Such an offer should indeed have been made by the Bush administration in
2002 and 2003; it probably would have been accepted by many Taliban
commanders, since at the time the Taliban appeared to have been
thoroughly defeated.

That opportunity was missed, and today—with the United States
withdrawing, the Afghan “constitution” deep in crisis, and the Taliban
conquering more and more of the east and south—it will not even be
looked at. And this syndrome, of either pretending or genuinely
believing that Washington is offering compromise when it is actually
demanding surrender, is a leitmotif of Clinton’s work. It is very
sensible to make such offers if you are winning, not so if you are
retreating.

This is not to say that, in Afghanistan or the Middle East, there are
easy answers that Clinton has somehow missed. In both cases, there are
no real “solutions,” only better or worse management of crises based on
a choice of lesser evils. Perhaps as president, Clinton would prove to
be a competent manager of these crises; but on the basis of her record
and writings so far, the verdict on this must at best be “unproven.” So
far, her actions and those of the United States have succeeded only in
making things worse.

Can the United States escape the trap created by its belief in its own
supreme morality and right to lead? To do this would require its leaders
to tell the American people a number of things that a majority of the
country’s political classes (which on foreign policy can generally
manage to impersonate the people) really do not want to hear:

about the relative decline of US power and the need to adjust both
policy and rhetoric to accommodate this development; about the
consequent need to seek compromises with a number of countries that
Americans have been taught to hate; about the insufficiency of the
American ideology as a universal path for the progress of humankind;
and, most important of all, about the long-term unsustainability of the
US economic model and the absolute need to take action against climate
change.

In an ideal world, an astute president with popular support should be
able to reach past the elites to appeal to the generally sensible and
generous instincts of the majority of Americans.

As recent polls have demonstrated, on the question of arming Syrian
rebels and of seeking a reasonable compromise with Iran, large
majorities have shown much more cautious and pragmatic instincts than
Clinton, let alone the Republicans. Only 8 percent of Americans want
Washington to attempt to lead the world unilaterally, compared with
overwhelming majorities in favor of seeking cooperation (and
cost-sharing) with other powers.

▶ **Goals**
1. In the passage on Clinton and US foreign policy, what share of Americans want Washington to attempt to lead the world unilaterally?
2. Write out the stretch of the passage on Clinton and US foreign policy from "Such an offer" through "thoroughly defeated.", word for word.

Source records
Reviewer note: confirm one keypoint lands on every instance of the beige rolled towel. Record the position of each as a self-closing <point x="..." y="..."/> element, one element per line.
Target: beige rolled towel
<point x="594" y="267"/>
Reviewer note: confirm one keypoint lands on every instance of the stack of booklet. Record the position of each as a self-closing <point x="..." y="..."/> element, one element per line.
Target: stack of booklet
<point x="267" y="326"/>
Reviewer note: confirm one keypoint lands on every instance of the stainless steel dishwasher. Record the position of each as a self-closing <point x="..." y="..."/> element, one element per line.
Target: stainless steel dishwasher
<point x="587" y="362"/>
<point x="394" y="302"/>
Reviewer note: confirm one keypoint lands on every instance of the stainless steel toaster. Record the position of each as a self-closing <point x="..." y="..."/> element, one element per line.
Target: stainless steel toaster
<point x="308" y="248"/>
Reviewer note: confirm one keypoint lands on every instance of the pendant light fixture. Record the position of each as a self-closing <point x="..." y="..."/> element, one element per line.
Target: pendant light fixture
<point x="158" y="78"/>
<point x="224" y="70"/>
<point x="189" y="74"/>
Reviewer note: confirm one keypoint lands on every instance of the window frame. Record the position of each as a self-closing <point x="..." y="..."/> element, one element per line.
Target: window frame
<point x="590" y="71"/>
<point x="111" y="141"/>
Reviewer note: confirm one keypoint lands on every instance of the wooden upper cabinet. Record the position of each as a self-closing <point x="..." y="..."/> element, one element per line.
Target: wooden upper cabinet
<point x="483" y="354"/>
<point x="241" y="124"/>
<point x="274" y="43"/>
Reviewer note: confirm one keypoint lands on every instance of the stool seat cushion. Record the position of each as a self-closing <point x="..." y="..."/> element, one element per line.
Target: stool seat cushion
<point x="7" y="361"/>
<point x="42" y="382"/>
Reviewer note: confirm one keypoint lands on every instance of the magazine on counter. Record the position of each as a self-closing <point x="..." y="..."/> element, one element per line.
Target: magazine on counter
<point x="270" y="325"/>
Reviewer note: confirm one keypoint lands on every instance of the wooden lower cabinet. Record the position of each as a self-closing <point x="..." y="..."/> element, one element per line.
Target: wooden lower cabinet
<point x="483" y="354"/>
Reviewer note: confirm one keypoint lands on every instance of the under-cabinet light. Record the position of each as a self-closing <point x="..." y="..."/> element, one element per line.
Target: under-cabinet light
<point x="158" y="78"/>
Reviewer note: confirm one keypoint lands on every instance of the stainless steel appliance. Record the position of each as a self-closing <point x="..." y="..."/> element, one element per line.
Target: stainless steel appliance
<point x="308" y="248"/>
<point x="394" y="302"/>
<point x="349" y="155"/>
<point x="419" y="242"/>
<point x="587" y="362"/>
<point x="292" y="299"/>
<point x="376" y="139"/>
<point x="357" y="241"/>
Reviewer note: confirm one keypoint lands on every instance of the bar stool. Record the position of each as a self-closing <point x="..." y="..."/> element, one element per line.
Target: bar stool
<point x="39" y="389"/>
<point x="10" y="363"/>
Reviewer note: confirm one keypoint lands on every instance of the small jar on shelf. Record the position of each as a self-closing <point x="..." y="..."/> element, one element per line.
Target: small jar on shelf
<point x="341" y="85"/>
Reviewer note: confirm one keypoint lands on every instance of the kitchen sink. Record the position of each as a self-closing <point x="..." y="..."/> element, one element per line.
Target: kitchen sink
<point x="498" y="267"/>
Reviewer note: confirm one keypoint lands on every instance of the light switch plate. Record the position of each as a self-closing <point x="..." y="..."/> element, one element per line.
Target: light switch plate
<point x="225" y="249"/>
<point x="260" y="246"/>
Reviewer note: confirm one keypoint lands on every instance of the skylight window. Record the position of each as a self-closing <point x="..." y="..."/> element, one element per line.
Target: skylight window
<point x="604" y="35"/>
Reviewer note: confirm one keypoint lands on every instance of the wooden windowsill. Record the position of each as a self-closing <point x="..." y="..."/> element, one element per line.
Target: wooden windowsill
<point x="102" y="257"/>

* * *

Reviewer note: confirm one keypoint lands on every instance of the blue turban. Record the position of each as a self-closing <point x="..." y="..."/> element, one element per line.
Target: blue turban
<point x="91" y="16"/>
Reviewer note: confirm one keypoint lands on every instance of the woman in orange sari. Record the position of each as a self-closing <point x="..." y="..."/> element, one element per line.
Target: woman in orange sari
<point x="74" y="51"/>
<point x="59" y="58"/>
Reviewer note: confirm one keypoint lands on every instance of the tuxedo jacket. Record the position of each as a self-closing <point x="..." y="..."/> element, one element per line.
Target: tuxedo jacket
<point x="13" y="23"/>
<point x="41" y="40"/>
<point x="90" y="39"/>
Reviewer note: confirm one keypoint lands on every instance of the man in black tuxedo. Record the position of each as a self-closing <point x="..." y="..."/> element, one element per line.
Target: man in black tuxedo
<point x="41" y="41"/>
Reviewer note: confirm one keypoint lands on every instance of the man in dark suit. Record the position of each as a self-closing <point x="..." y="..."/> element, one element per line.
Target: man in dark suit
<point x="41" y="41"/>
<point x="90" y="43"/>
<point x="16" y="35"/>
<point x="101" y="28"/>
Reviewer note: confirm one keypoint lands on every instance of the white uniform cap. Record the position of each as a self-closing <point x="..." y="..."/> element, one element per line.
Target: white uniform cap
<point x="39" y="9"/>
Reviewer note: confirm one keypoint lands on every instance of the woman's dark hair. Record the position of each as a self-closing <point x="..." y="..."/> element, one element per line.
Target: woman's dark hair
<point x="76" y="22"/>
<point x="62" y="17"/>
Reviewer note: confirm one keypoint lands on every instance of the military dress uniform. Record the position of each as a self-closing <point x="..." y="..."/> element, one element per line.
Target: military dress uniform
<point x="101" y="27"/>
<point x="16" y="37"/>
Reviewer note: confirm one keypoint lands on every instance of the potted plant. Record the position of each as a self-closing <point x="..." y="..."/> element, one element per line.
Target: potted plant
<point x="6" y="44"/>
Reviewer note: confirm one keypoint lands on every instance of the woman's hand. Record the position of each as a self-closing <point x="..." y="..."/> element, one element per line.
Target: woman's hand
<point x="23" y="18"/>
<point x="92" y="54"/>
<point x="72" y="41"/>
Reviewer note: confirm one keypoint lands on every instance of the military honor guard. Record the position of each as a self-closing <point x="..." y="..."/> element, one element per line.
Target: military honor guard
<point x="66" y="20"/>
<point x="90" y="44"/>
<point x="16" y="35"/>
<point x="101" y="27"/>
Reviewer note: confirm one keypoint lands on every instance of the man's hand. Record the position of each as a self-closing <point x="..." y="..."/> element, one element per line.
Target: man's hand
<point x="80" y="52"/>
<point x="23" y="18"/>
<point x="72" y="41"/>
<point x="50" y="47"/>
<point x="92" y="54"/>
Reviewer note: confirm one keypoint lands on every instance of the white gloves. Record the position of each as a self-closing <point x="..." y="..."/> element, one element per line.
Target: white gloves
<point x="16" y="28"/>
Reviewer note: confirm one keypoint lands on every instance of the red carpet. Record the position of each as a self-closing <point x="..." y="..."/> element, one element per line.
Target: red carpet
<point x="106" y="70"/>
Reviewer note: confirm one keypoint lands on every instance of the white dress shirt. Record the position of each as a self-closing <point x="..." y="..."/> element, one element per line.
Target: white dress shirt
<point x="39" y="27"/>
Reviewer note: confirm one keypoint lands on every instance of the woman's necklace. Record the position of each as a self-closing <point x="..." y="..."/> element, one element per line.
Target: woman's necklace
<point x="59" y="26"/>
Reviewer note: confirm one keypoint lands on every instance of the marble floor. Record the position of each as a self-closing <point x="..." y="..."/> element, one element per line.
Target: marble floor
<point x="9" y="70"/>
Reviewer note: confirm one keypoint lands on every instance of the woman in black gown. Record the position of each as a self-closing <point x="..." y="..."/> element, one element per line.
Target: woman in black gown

---

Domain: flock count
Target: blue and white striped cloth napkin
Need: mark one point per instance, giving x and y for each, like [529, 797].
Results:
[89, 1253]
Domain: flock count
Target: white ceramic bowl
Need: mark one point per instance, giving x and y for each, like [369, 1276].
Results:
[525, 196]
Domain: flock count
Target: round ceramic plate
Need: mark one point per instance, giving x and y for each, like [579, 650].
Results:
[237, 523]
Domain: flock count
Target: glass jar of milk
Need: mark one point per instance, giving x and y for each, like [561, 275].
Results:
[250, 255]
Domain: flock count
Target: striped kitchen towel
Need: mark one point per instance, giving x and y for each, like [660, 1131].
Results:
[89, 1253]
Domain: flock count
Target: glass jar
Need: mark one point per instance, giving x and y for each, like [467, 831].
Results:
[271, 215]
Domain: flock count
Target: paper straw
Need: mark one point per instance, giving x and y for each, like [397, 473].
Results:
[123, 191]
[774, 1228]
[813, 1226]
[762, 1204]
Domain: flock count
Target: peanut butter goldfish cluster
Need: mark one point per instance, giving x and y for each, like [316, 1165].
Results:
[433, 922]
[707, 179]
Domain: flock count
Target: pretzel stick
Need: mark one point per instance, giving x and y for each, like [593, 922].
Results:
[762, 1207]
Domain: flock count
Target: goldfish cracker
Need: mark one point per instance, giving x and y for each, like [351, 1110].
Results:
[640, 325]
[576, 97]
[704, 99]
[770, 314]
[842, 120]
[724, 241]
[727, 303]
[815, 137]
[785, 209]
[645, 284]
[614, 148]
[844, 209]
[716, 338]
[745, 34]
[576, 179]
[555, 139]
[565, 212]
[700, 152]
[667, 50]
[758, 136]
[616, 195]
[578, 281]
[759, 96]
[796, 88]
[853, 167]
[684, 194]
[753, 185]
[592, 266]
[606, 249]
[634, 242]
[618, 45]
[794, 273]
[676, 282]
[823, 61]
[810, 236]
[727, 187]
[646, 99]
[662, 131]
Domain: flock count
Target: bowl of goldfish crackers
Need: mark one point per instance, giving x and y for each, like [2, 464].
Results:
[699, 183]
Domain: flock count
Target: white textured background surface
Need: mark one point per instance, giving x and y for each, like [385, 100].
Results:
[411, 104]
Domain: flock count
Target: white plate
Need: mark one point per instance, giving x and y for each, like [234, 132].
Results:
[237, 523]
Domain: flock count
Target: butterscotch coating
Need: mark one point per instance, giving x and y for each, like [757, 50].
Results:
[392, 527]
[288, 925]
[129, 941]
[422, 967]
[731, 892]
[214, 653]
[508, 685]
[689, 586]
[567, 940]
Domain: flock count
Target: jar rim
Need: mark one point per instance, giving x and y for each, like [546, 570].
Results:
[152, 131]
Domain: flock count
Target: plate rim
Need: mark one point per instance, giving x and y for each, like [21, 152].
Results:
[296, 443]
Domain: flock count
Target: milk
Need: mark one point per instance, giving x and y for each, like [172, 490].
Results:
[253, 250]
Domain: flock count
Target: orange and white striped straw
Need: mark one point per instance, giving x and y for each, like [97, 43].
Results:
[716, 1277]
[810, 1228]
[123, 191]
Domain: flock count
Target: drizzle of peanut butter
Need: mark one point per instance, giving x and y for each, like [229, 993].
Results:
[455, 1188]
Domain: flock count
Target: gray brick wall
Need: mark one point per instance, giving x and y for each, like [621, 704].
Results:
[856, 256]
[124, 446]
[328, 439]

▶ **Replies**
1. Only 8 percent.

2.
Such an offer should indeed have been made by the Bush administration in
2002 and 2003; it probably would have been accepted by many Taliban
commanders, since at the time the Taliban appeared to have been
thoroughly defeated.